The house on Carla Vista Drive had never been remodeled. Nor did the original owner elect to pay for any upgrades when the home was first purchased. Built in 1992, it had no appeal to a retail buyer. From the peach-colored mini aluminum blinds, to the blue countertops, to the white-washed kitchen cabinets, this house had it all – all awful that is.
My wife and I bought it anyway. It was 2004 and my real estate investment business was firing on all cylinders. About $50,000 and 6 months later we transformed this early-90’s eyesore into our dream home.
Soon my youngest daughter came along. We brought her directly from the hospital to our newly renovated home. She took her first step in this house. Both of my daughters learned to swing on the backyard play set and swim in the pool. On the weekends we’d walk over to the nearby park for picnics.
Then in 2007 property values plummeted.
By 2008, we were underwater on the mortgage by almost $100,000. Our lender had no interest in a loan modification and a principal balance reduction was out of the question. So we were left with a difficult decision – throw good money after bad to stay in a home our girls had grown up in, or walk away.
We chose the latter. And now four years later I’m convinced it was an extremely wise business decision.
It didn’t feel that way at first. The adjustment was difficult. We had to rent a much smaller home further out of town. Then we had to change schools. There was no backyard pool or park nearby. But, eventually we were able to buy another house again – a similar home to our last, for half the price and payment. Ironically, it was a short sale and the seller was $150,000 underwater. We found out that this family was doing exactly what we did four years ago.
Yesterday, the USA Today reported that the federal government is “very close” to a settlement with mortgage servicers that could help a million homeowners by reducing what they owe on their mortgages. The settlement may also enable more borrowers to refinance into lower-interest-rate loans, even if they owe more on their homes than they’re worth, and to set more stringent mortgage servicing standards for the entire industry.
This is not the answer. It’s time our federal government let underwater homeowners drown. Nature must take its course. In most states, lenders have little recourse if a homeowner strategically defaults. The negative stigma attached to defaulting on a promise to pay a mortgage isn’t so negative anymore. Plain and simple, it makes smart financial sense to walk away. Once market values reset, on their own without government intervention, the real recovery can begin.
Yes, it’s painful. But I’m living proof that drowning on an underwater mortgage will not kill you – it may actually make you stronger.

▸ Exercise objective
Using the account of the underwater mortgage above, answer:
1. In what year was the house on Carla Vista Drive built?
2. By 2008, by about how much was the family underwater on the mortgage?
3. By how much was the seller of the short-sale house underwater?

[Records excerpted from a collection]

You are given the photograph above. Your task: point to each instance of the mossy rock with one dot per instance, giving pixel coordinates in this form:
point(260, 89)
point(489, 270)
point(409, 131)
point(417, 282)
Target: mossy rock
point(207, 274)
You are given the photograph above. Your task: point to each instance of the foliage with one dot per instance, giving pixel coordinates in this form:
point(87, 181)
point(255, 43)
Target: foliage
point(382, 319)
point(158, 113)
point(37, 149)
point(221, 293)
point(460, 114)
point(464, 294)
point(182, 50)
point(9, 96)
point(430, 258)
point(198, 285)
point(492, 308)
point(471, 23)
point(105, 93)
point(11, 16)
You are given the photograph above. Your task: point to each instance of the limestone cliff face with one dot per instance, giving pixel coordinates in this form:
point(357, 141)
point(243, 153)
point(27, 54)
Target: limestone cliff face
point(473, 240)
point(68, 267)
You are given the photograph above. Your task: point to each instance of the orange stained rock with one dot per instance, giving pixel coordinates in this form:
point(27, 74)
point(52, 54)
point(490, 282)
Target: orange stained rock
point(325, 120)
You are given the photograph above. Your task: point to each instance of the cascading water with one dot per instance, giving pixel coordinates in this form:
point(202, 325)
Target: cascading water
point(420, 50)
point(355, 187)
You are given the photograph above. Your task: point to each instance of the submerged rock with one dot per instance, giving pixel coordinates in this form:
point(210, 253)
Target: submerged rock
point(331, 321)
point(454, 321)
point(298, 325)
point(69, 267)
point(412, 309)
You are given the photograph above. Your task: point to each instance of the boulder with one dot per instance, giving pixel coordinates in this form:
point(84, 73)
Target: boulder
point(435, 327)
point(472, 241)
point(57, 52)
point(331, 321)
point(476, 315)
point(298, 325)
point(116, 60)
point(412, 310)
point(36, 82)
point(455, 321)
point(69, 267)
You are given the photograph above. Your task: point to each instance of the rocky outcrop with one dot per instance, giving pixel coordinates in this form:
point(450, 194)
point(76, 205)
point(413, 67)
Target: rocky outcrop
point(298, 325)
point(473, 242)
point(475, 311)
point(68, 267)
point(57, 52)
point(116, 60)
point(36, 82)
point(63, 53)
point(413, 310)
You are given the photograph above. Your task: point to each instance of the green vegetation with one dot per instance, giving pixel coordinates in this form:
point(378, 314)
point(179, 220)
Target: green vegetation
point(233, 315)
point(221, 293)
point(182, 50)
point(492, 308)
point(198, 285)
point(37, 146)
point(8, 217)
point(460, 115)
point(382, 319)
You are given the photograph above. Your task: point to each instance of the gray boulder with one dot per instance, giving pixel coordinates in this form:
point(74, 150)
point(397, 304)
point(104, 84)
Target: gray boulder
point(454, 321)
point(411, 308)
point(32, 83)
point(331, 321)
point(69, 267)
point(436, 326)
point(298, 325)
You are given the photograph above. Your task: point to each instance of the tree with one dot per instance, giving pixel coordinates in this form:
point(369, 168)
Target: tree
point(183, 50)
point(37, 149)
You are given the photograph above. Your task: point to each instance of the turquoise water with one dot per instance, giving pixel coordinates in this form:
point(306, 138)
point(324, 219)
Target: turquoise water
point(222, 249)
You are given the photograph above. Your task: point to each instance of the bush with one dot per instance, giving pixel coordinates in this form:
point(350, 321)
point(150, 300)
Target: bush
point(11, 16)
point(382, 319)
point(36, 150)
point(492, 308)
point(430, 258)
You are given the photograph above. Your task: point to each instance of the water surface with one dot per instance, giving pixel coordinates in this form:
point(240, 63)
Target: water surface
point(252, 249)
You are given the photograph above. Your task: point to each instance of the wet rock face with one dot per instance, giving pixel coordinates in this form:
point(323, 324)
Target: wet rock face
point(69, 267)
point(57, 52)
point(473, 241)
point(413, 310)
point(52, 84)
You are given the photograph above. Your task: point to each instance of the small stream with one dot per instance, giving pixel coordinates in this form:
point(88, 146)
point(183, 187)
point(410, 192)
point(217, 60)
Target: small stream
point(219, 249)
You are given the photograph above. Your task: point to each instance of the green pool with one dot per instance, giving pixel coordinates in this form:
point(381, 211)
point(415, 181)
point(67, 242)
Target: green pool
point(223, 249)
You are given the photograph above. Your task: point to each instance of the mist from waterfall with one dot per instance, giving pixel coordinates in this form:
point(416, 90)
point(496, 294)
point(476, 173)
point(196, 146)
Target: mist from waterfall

▸ Completed task
1. 1992
2. Almost $100,000
3. $150,000